**Excerpt**
──────────────────────────────

Third Quarter Results

Columbus, Ohio (October 25, 2012) - M/I Homes, Inc. (NYSE:MHO) announced results for the third quarter and nine months ended September 30, 2012.

2012 Third Quarter Results:

• Net income of $8.3 million; diluted earnings per share of $0.42

• Adjusted pre-tax income from operations of $6.8 million

• New contracts increased 29%

• Homes delivered increased 28%

• Backlog units and value increased 41% and 50%, respectively

• Adjusted EBITDA of $20.3 million

• Cash balance of $168.7 million

• Net debt to net capital ratio of 36%

For the third quarter of 2012, the Company reported net income of $8.3 million, or $0.42 per diluted share, compared to a net loss of $4.7 million, or $0.25 per share for the third quarter of 2011. Net income for the quarter consists primarily of $6.8 million adjusted pre-tax income from operations, a $3.0 million recovery related to a drywall settlement, and $1.3 million of asset impairments. The prior year third quarter loss consisted primarily of a
$3.0 million adjusted pre-tax loss from operations and $1.8 million of asset impairments. The Company reported net income of $8.3 million for the first nine months of 2012, or $0.43 per diluted share, compared to a net loss of
$30.9 million, or $1.65 per share, for the same period a year ago.
New contracts for 2012's third quarter were 757, up 29% from 2011's third quarter of 587. For the nine months ended September 30, 2012, new contracts increased 25% from 1,876 in 2011 to 2,347. M/I Homes had 128 active communities at September 30, 2012 compared to 120 at September 30, 2011 and 124 at June 30, 2012. The Company's cancellation rate was 18% in the third quarter of 2012 compared to 19% in 2011's third quarter. Homes delivered in 2012's third quarter were 746 compared to 582 in 2011's third quarter. Homes delivered for the nine months ended September 30, 2012 were 1,878 compared to 2011's deliveries of 1,611 - up 17%. Backlog of homes at September 30, 2012 had a sales value of $334 million, with an average sales price of $284,000 and backlog units of 1,179. At September 30, 2011 backlog sales value was $223 million, with an average sales price of $266,000 and backlog units of 838.

──────────────────────────────

**Stated task 1**
According to the third-quarter results, how many active communities did M/I Homes have at September 30, 2012?

**Listed entries**

──────────────────────────────

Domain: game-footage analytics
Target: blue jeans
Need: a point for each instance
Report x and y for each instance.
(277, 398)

──────────────────────────────

**Stated task 2**
Reproduce the entry above word for word.

**Expected answer 1**
128

**Expected answer 2**
Domain: game-footage analytics
Target: blue jeans
Need: a point for each instance
Report x and y for each instance.
(277, 398)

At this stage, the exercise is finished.